Supplied material
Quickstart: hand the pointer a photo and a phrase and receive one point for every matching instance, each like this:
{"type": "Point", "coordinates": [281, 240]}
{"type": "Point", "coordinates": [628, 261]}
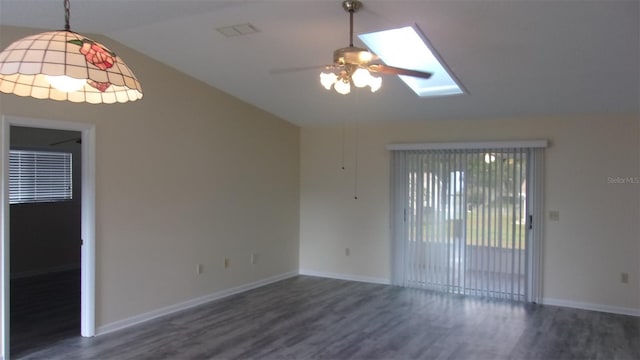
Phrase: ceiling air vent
{"type": "Point", "coordinates": [238, 30]}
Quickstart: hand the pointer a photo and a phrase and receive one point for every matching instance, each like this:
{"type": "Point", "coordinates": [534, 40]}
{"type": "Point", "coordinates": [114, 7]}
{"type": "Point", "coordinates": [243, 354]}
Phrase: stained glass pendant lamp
{"type": "Point", "coordinates": [66, 66]}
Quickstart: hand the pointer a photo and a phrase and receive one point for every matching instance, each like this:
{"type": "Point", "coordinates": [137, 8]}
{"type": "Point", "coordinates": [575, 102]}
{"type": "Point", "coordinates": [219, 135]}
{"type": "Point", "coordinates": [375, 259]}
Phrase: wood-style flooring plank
{"type": "Point", "coordinates": [314, 318]}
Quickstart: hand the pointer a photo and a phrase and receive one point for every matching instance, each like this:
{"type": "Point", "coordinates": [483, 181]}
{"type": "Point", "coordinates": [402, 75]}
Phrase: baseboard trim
{"type": "Point", "coordinates": [348, 277]}
{"type": "Point", "coordinates": [591, 307]}
{"type": "Point", "coordinates": [46, 271]}
{"type": "Point", "coordinates": [138, 319]}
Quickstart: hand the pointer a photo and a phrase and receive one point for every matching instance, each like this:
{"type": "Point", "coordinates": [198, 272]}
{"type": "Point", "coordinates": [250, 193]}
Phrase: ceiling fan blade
{"type": "Point", "coordinates": [298, 68]}
{"type": "Point", "coordinates": [392, 70]}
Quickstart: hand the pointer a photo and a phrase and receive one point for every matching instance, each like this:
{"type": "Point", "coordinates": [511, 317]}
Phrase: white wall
{"type": "Point", "coordinates": [186, 175]}
{"type": "Point", "coordinates": [596, 239]}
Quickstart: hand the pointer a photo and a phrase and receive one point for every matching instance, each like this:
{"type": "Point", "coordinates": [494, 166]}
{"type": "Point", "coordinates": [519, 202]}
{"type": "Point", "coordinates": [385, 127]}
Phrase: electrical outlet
{"type": "Point", "coordinates": [624, 278]}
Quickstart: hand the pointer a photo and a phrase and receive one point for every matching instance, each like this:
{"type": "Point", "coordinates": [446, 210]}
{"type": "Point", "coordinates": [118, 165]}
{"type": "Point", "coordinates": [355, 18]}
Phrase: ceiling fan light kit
{"type": "Point", "coordinates": [66, 66]}
{"type": "Point", "coordinates": [352, 65]}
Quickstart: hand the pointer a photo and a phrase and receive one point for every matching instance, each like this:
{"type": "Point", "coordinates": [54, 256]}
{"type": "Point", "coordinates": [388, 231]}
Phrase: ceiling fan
{"type": "Point", "coordinates": [354, 65]}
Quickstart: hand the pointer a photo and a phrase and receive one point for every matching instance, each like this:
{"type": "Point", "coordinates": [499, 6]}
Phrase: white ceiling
{"type": "Point", "coordinates": [515, 58]}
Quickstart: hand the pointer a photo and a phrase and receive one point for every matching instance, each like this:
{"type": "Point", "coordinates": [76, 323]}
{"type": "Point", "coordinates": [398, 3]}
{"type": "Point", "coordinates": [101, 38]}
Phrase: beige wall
{"type": "Point", "coordinates": [187, 175]}
{"type": "Point", "coordinates": [596, 239]}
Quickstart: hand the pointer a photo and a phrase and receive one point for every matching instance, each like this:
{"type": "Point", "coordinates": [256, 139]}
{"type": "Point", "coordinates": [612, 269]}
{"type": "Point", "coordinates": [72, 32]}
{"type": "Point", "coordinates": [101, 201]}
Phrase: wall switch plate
{"type": "Point", "coordinates": [624, 278]}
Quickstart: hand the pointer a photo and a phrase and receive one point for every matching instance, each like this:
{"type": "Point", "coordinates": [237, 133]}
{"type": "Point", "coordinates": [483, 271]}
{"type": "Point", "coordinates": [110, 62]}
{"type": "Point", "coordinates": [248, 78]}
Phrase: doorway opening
{"type": "Point", "coordinates": [44, 226]}
{"type": "Point", "coordinates": [27, 273]}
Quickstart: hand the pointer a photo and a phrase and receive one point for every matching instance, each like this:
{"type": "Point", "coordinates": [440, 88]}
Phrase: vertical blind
{"type": "Point", "coordinates": [462, 219]}
{"type": "Point", "coordinates": [39, 176]}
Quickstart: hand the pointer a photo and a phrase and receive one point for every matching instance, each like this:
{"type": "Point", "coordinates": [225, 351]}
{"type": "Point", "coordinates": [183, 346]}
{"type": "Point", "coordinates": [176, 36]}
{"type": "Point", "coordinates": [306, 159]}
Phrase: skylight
{"type": "Point", "coordinates": [404, 48]}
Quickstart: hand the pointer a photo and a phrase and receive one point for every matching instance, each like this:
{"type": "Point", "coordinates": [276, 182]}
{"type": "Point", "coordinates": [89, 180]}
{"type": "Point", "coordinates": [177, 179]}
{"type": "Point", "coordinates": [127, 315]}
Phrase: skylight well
{"type": "Point", "coordinates": [405, 48]}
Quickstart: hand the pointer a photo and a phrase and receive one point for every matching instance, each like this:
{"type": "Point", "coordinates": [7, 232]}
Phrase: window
{"type": "Point", "coordinates": [39, 176]}
{"type": "Point", "coordinates": [461, 221]}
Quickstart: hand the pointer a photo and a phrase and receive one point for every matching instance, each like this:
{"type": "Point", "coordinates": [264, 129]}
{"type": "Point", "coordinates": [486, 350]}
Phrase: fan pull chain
{"type": "Point", "coordinates": [344, 140]}
{"type": "Point", "coordinates": [355, 165]}
{"type": "Point", "coordinates": [356, 145]}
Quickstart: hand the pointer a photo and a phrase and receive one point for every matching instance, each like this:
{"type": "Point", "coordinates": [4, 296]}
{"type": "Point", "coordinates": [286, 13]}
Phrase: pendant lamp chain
{"type": "Point", "coordinates": [67, 11]}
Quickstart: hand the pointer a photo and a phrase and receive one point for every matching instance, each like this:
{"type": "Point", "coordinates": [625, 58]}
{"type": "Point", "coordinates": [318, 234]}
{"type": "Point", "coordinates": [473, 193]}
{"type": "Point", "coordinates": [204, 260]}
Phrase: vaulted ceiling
{"type": "Point", "coordinates": [515, 58]}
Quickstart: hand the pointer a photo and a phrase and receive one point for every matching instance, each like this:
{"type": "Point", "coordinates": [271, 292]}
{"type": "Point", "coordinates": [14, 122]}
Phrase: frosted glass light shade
{"type": "Point", "coordinates": [361, 77]}
{"type": "Point", "coordinates": [327, 79]}
{"type": "Point", "coordinates": [375, 83]}
{"type": "Point", "coordinates": [342, 87]}
{"type": "Point", "coordinates": [27, 64]}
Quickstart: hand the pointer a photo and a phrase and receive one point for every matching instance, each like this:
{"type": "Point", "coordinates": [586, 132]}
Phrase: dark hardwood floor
{"type": "Point", "coordinates": [314, 318]}
{"type": "Point", "coordinates": [44, 310]}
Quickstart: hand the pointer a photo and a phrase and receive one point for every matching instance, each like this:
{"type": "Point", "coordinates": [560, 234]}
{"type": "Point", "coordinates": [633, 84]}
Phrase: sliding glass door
{"type": "Point", "coordinates": [465, 221]}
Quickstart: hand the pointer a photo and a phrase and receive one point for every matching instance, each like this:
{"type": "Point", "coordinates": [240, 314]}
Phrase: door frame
{"type": "Point", "coordinates": [87, 131]}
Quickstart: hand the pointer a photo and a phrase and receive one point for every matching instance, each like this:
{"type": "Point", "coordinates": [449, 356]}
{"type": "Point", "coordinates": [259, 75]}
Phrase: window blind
{"type": "Point", "coordinates": [39, 176]}
{"type": "Point", "coordinates": [461, 220]}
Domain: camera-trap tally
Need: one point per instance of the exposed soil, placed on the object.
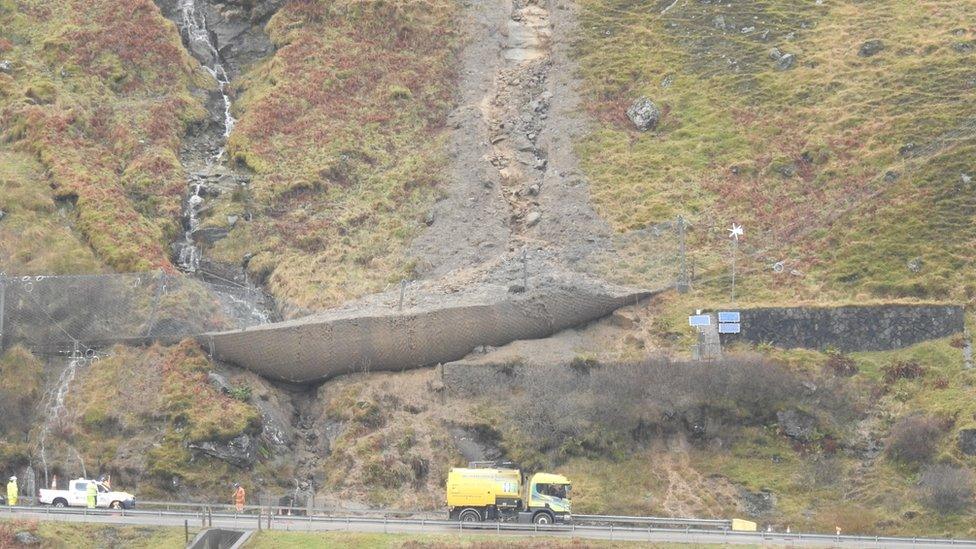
(517, 185)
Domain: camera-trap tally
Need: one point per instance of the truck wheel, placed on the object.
(542, 518)
(470, 515)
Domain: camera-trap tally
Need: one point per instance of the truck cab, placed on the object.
(549, 499)
(499, 491)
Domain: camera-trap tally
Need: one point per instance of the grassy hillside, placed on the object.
(97, 96)
(342, 128)
(848, 167)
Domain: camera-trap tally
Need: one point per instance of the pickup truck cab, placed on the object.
(77, 496)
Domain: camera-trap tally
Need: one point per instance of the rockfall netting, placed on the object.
(521, 295)
(441, 328)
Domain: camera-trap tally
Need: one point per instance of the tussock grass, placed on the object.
(99, 96)
(799, 157)
(134, 412)
(343, 127)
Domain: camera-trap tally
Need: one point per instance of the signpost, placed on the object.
(734, 233)
(729, 322)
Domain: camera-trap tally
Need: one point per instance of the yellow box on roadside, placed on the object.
(739, 525)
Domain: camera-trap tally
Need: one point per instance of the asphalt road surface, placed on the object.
(356, 524)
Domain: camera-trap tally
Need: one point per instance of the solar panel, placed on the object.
(728, 316)
(729, 328)
(700, 320)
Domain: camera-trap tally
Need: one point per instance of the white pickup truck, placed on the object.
(77, 496)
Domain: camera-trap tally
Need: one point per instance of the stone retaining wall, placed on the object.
(849, 328)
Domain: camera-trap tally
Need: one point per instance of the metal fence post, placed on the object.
(3, 291)
(683, 282)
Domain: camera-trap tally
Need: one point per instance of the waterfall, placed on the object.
(201, 42)
(209, 167)
(53, 405)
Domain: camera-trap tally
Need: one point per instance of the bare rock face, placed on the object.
(644, 114)
(797, 424)
(239, 452)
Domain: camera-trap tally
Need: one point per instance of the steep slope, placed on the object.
(97, 92)
(839, 134)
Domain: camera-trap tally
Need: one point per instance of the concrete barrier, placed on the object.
(217, 538)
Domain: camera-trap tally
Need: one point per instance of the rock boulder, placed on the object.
(239, 452)
(967, 442)
(797, 424)
(871, 47)
(644, 114)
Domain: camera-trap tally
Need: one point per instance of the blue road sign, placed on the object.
(729, 328)
(700, 320)
(729, 316)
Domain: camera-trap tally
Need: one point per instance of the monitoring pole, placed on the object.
(683, 283)
(734, 233)
(2, 295)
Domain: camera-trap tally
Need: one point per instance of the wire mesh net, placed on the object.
(442, 320)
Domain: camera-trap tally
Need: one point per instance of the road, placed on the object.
(359, 524)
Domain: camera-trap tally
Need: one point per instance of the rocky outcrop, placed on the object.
(967, 442)
(644, 114)
(237, 27)
(871, 47)
(797, 424)
(239, 452)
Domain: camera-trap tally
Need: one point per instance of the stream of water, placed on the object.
(53, 406)
(202, 43)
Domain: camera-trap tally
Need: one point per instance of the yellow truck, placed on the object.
(499, 492)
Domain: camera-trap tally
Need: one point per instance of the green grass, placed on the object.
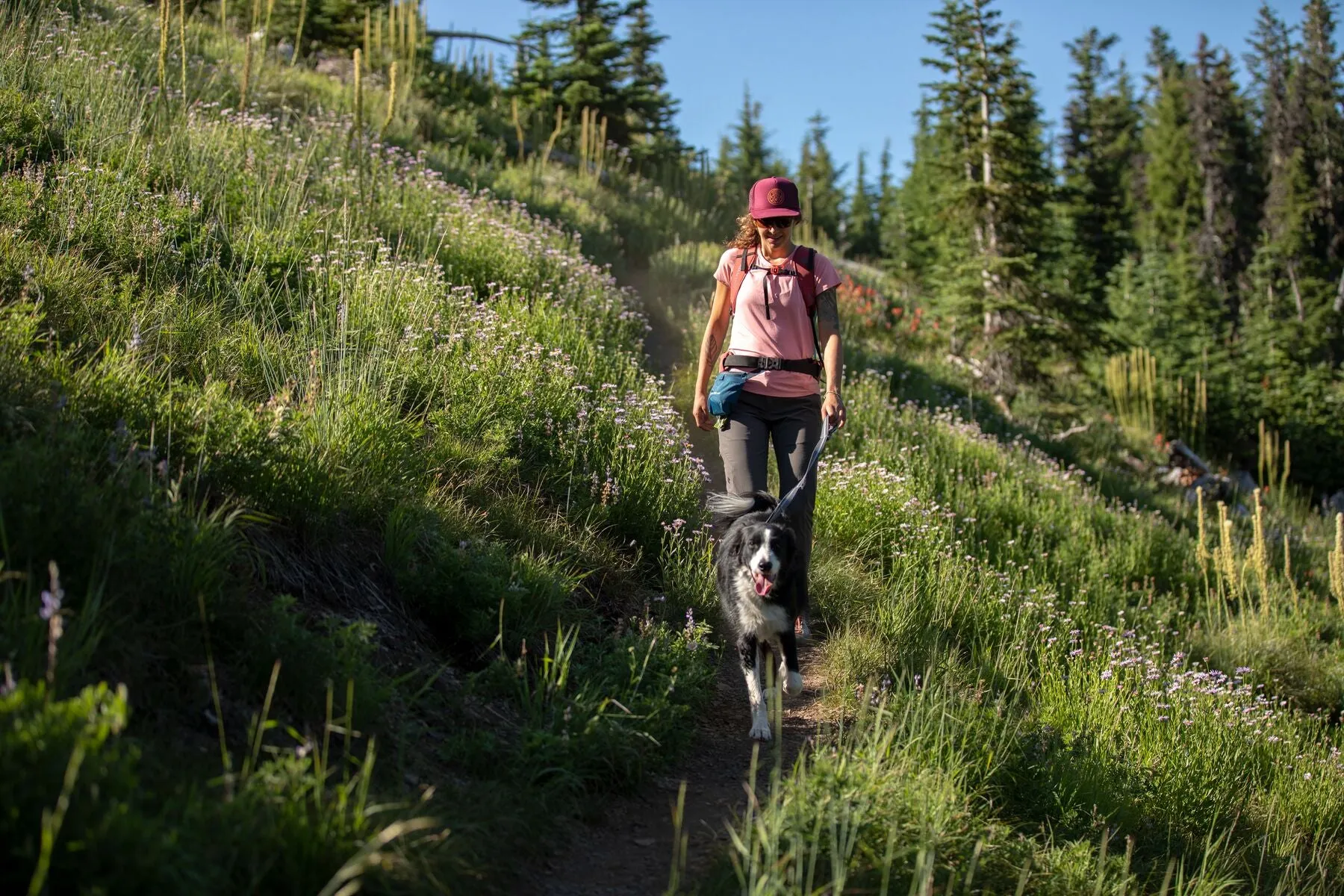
(273, 393)
(272, 390)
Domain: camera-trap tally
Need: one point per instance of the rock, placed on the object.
(1243, 481)
(1216, 488)
(1171, 476)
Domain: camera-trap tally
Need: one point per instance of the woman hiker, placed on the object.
(765, 285)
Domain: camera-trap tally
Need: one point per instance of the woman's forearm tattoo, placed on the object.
(828, 311)
(712, 348)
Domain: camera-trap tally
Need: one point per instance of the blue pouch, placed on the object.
(725, 391)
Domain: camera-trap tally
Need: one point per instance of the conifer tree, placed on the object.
(745, 158)
(886, 193)
(862, 215)
(1100, 147)
(987, 109)
(1163, 301)
(588, 75)
(1283, 128)
(819, 180)
(914, 231)
(650, 108)
(1319, 90)
(1225, 158)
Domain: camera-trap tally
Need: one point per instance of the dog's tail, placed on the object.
(730, 507)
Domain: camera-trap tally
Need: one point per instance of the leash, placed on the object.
(812, 464)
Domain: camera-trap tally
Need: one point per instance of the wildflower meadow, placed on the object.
(349, 538)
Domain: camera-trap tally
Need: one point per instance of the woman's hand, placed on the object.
(833, 410)
(700, 411)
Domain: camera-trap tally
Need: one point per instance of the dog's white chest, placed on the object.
(762, 620)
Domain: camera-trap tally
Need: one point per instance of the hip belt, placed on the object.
(801, 366)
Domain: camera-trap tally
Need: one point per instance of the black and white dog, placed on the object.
(762, 590)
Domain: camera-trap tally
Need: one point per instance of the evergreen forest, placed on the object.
(352, 529)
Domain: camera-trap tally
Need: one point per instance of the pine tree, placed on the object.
(860, 228)
(1100, 148)
(1230, 180)
(588, 75)
(886, 193)
(1163, 301)
(1317, 89)
(914, 233)
(1283, 131)
(650, 108)
(987, 109)
(819, 181)
(745, 158)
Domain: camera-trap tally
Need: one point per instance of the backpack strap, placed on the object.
(808, 284)
(739, 274)
(806, 276)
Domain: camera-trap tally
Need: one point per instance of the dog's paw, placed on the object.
(759, 727)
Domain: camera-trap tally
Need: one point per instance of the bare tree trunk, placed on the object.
(987, 169)
(1297, 293)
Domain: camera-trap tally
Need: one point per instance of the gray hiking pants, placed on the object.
(793, 425)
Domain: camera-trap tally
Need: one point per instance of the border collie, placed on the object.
(759, 583)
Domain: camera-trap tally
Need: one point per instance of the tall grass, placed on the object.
(381, 428)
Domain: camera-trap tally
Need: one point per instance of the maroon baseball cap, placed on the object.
(774, 198)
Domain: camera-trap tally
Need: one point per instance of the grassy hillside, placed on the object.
(315, 460)
(1050, 677)
(346, 536)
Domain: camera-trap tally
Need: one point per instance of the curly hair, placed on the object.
(747, 235)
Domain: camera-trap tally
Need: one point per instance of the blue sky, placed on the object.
(858, 60)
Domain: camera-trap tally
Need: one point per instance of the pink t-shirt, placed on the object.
(786, 332)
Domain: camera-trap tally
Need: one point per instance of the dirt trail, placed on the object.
(629, 850)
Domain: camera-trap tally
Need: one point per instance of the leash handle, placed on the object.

Task item
Write out exactly, and only, each line from the one with "Need: one point per instance of the pink" down to the last line of the records above.

Solution to the problem
Need: one point per instance of the pink t-shirt, placed on the object.
(786, 332)
Domain: camera-trap tally
Need: one point per instance of the dirt trail, placed on the object.
(629, 850)
Domain: camera-trap tally
Need: one point per instance of the leash handle, placed on the object.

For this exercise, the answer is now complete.